▸ **Task details**:
Copy out the data below line for line and leave out the pictures.

▸ **Supplied material**:
-- Opening Marker --

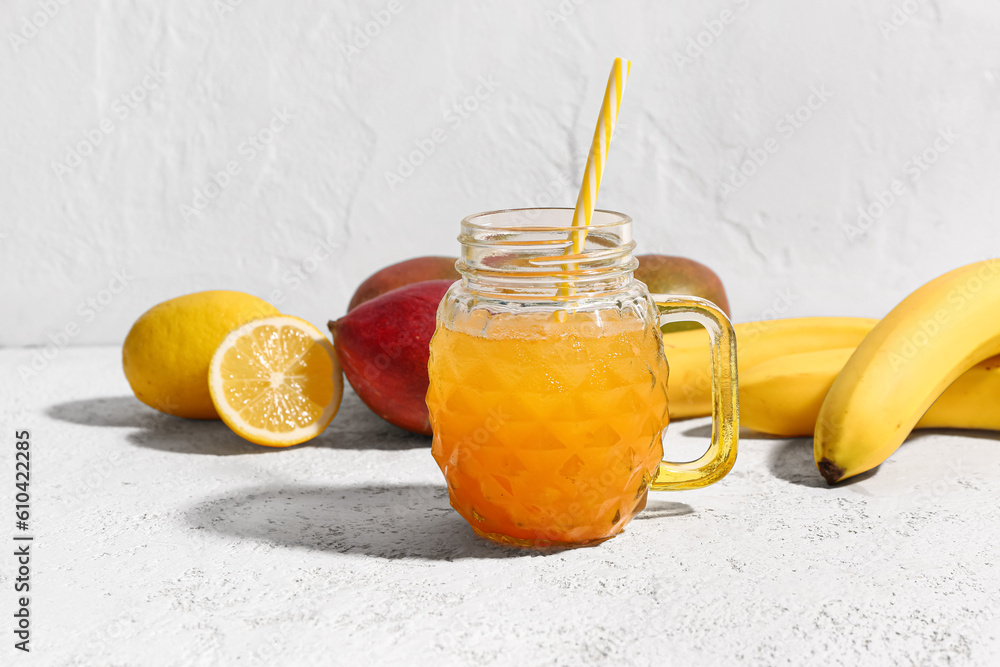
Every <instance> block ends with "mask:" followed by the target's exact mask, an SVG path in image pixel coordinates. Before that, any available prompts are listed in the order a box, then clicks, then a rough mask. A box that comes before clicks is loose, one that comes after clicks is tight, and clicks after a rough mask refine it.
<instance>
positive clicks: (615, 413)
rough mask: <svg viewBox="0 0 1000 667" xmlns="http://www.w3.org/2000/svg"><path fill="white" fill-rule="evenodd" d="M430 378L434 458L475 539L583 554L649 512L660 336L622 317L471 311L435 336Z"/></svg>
mask: <svg viewBox="0 0 1000 667" xmlns="http://www.w3.org/2000/svg"><path fill="white" fill-rule="evenodd" d="M429 369H430V379H431V383H430V387H431V388H430V391H429V392H428V394H427V405H428V407H429V408H430V416H431V425H432V427H433V429H434V442H433V447H432V453H433V455H434V458H435V460H436V461H437V463H438V465H439V466H440V468H441V470H442V472H443V473H444V475H445V478H446V480H447V482H448V491H449V496H450V498H451V504H452V506H453V507H454V508H455V509H456V510H457V511H458V512H459V513H460V514H461V515H462V516H463V517H465V519H466V520H467V521H468V522H469V524H470V525H472V527H473V528H474V529H475V530H476V532H477V533H479V534H481V535H483V536H484V537H488V538H490V539H493V540H495V541H500V542H506V543H511V544H517V545H521V546H546V545H552V546H559V545H561V544H573V545H580V544H588V543H594V542H600V541H602V540H605V539H608V538H610V537H613V536H614V535H616V534H617V533H618V532H620V531H621V529H622V528H623V527H624V525H625V524H626V523H628V521H629V520H630V519H631V518H632V517H633V516H634V515H635V514H636V513H637V512H639V511H640V510H641V509H642V508H643V507H644V506H645V503H646V492H647V490H648V488H649V485H650V483H651V482H652V480H653V478H654V477H655V476H656V473H657V470H658V467H659V464H660V459H661V458H662V445H661V442H660V433H661V431H662V429H663V428H664V427H665V426H666V425H667V393H666V382H667V366H666V359H665V358H664V356H663V343H662V340H661V338H660V335H659V330H658V328H657V327H655V326H654V327H650V326H649V325H648V324H646V323H644V322H643V321H642V318H640V317H638V316H624V317H623V316H621V315H619V313H618V312H617V311H610V313H609V312H608V311H602V312H601V313H600V314H599V315H597V314H586V313H584V314H570V315H568V316H567V317H566V319H565V321H562V322H556V321H554V318H553V316H552V315H551V314H547V315H546V314H539V315H523V314H516V315H515V314H510V313H507V314H489V315H486V314H482V315H481V316H479V317H477V315H476V313H475V312H474V313H473V314H472V315H469V316H466V317H465V319H464V321H462V322H460V323H458V324H456V323H453V322H444V323H441V324H439V326H438V329H437V333H435V335H434V338H433V340H432V341H431V359H430V364H429Z"/></svg>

-- Closing Marker --

▸ **Exercise result**:
Every <instance> block ends with "mask:" followed by the target's exact mask, an SVG path in image pixel coordinates. Before that, any available prompts are listed in the order a box, then clicks, then a rough mask. A box that comes before clicks is loose, one that comes after clicks is tight, and clicks after a rough mask refine it.
<instance>
positive clicks: (615, 413)
rough mask: <svg viewBox="0 0 1000 667" xmlns="http://www.w3.org/2000/svg"><path fill="white" fill-rule="evenodd" d="M430 378L434 458L475 539L583 554L649 512L660 336L622 317L471 311L435 336Z"/></svg>
mask: <svg viewBox="0 0 1000 667" xmlns="http://www.w3.org/2000/svg"><path fill="white" fill-rule="evenodd" d="M429 369H430V379H431V383H430V387H431V388H430V391H429V392H428V394H427V405H428V407H429V408H430V416H431V425H432V427H433V429H434V442H433V447H432V453H433V455H434V458H435V460H436V461H437V463H438V465H439V466H440V468H441V470H442V472H443V473H444V475H445V478H446V480H447V482H448V491H449V496H450V498H451V504H452V506H453V507H454V508H455V509H456V510H457V511H458V512H459V513H460V514H461V515H462V516H463V517H465V519H466V520H467V521H468V522H469V524H470V525H472V527H473V528H474V529H475V530H476V532H477V533H479V534H481V535H483V536H484V537H488V538H490V539H493V540H495V541H500V542H506V543H511V544H517V545H521V546H546V545H552V546H559V545H561V544H573V545H580V544H588V543H594V542H600V541H602V540H605V539H608V538H610V537H613V536H614V535H616V534H617V533H618V532H620V531H621V529H622V528H623V527H624V525H625V524H626V523H628V521H629V520H630V519H631V518H632V517H633V516H634V515H635V514H636V513H637V512H639V511H640V510H641V509H642V508H643V507H644V506H645V503H646V492H647V490H648V488H649V485H650V483H651V482H652V480H653V478H654V477H655V476H656V473H657V470H658V467H659V464H660V459H661V458H662V445H661V442H660V433H661V431H662V429H663V428H664V427H665V426H666V425H667V393H666V382H667V366H666V359H665V358H664V356H663V343H662V340H661V338H660V335H659V330H658V328H657V327H655V326H654V327H650V326H649V325H648V324H646V323H644V322H643V321H642V318H640V317H638V316H624V317H623V316H621V315H619V313H618V312H617V311H610V313H609V312H608V311H602V312H601V313H600V314H599V315H597V314H586V313H584V314H570V315H568V316H567V317H566V319H565V321H562V322H556V321H554V318H553V316H552V315H551V314H547V315H546V314H539V315H523V314H516V315H515V314H510V313H507V314H489V315H486V314H482V315H481V316H479V317H477V315H476V313H475V312H474V313H473V314H472V315H469V316H466V317H465V319H464V321H462V322H460V323H458V324H456V323H453V322H444V323H441V324H439V326H438V329H437V333H435V335H434V338H433V340H432V341H431V359H430V364H429Z"/></svg>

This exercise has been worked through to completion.